SUPPLIED DATA section start
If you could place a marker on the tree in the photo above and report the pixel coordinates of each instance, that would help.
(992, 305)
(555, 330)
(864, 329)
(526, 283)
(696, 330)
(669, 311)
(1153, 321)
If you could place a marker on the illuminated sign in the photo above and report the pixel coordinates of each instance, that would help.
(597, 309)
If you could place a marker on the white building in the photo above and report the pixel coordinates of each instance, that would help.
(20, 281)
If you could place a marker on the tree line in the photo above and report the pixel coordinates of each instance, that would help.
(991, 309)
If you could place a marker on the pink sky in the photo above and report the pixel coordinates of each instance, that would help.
SUPPLIED DATA section end
SUPPLIED DATA section start
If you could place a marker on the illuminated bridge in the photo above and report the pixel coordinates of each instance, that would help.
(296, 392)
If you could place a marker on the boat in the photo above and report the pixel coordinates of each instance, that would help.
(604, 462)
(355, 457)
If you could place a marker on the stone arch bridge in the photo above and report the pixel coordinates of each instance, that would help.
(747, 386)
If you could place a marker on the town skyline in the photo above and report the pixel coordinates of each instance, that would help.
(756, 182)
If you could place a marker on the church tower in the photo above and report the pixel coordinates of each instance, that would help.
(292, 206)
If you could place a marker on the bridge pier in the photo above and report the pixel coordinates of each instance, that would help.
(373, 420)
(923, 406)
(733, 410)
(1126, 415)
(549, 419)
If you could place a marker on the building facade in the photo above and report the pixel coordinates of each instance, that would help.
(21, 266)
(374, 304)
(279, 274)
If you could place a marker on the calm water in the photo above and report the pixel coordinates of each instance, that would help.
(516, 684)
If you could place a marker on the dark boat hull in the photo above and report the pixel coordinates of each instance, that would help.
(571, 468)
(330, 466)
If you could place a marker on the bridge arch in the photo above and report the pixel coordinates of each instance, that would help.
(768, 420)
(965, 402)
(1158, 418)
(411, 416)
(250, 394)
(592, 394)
SUPPLIED DATA section end
• **YOUR ASSIGNMENT**
Write out exactly the lines that fall from the line with "If you could place a marker on the illuminated sign" to the line with "If you could place a marker on the pink" in the records above, keeping both ends.

• **RESULT FOR THIS TASK**
If you could place a marker on the illuminated sign in the photo above and report the pixel coordinates of each instance, that would help.
(597, 309)
If you could place a marker on the white building in the photo above and report the pixel coordinates of each instance, that would help.
(20, 281)
If you could place a marker on the tree line in the photo above and report the pixel coordinates of each instance, that would help.
(991, 309)
If you could place a marker on the pink sky in the photo above and report the pixel coordinates of each instance, that would help.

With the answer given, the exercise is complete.